Andrew Levkin

Несколько слов об Андрее

Cтанислав Cнытко

Андрей как писатель постоянно менялся, стиль, жанр и общая рамка
сдвигались. Но при этом он как мало кто другой был решителен и отчётлив
в следовании траектории, которую давно для себя выбрал. Первое: отказ от
традиционной повествовательности, от психологизма и персонажного
моделирования («Вечная и сто лет назад осточертевшая история, с вечным
одним и тем же раскладом ситуаций и персонажей <…> Я не хочу это
писать», 1986). Поэтому практически каждая очередная его книга была
новым словом в том, что можно по старинке назвать «техникой внесюжетной
прозы». Второе: в плане, так сказать, содержания он занимался
скрупулёзным и буквальным описанием человеческого существа — механизмов
сознания и, как он сам говорил, «анатомии нефизического тела». Трудно
представить комбинацию двух более различных традиций: аналитической,
идущей от Лидии Гинзбург, мыслившей личность в конкретных
социально-исторических обстоятельствах, — и духовидческой, визионерской,
восходящей к европейским мистикам, к Бёме и Сведенборгу.

**ИСХОДНЫЕ ДАННЫЕ:**
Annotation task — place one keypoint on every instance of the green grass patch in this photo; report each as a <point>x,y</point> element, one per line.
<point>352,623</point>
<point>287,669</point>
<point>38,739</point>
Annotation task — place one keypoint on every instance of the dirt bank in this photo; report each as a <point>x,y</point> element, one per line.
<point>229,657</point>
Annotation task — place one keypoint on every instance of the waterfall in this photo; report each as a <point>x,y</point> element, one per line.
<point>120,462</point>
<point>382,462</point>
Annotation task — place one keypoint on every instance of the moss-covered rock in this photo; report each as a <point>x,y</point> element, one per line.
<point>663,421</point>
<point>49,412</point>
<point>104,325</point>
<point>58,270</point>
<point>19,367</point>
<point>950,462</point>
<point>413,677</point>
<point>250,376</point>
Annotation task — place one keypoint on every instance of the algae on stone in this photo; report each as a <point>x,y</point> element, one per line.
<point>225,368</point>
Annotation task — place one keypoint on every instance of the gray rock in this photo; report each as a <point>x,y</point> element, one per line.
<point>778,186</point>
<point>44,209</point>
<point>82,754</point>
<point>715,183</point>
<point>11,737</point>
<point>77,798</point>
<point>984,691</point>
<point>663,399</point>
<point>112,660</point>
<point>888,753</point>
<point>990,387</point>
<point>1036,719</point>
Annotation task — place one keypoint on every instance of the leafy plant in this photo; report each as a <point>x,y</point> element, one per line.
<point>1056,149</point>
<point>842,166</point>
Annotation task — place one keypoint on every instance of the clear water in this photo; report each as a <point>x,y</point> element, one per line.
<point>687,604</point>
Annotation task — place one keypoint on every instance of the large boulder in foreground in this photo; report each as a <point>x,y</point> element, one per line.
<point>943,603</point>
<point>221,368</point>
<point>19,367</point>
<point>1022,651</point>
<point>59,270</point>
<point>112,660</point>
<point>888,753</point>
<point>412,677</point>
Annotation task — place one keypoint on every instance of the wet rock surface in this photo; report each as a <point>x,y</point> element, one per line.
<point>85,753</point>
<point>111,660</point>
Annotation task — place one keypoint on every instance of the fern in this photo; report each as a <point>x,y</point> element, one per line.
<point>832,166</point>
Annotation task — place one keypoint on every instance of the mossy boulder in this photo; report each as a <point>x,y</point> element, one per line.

**ЗАДАНИЕ A:** Согласуются ли с заметкой об Андрее три утверждения: (i) Андрей как писатель всегда держался одного стиля; (ii) Андрей отказался от традиционной повествовательности; (iii) духовидческая традиция восходит к Бёме и Сведенборгу? На каждое ответьте «да» или «нет» и приведите решающие слова из заметки дословно.
**ЗАДАНИЕ B:** Продолжите заметку об Андрее, начиная после её последнего предложения.
Данные здесь не понадобятся.

**ОТВЕТ A:**
(i) Нет: «Андрей как писатель постоянно менялся, стиль, жанр и общая рамка сдвигались».
(ii) Да: «отказ от традиционной повествовательности, от психологизма и персонажного моделирования».
(iii) Да: «восходящей к европейским мистикам, к Бёме и Сведенборгу».

**ОТВЕТ B:**
Да, А. Л. действительно был «литератором для литераторов, учителем
для мастеров», как написала Елена Фанайлова, и как писатель остался «не
слишком прочитан и понят», как заметил Илья Кукулин. Всё так. Но дело,
по-моему, не в социологии («писатель для писателей», мало ли таких?), а
в более специфических особенностях. О чём бы Андрей ни брался писать, в
том числе в журналистике, он писал против шерсти, пересекая границы
естественных, само-собой-разумеющихся направлений мысли и способов
суждения. В статьях на «Полит.ру» он попросту (как будто это было так
просто… впрочем, это и правда выходило у него играючи) разламывал
шаблоны публичного языка, организованного вокруг бинарных
идеологизированных схем. В этих статьях и в книге «Счастьеловка» (2007)
он препарировал «тёплую» коммуникативную «внятность» публичного языка
«сытых» нулевых, показывая, в частности, что она, эта внятность,
питается страхом и пронизана насилием (после «крымской весны» всё это
вывалилось наружу и стало очевидным, а очевидное Андрея уже не
интересовало).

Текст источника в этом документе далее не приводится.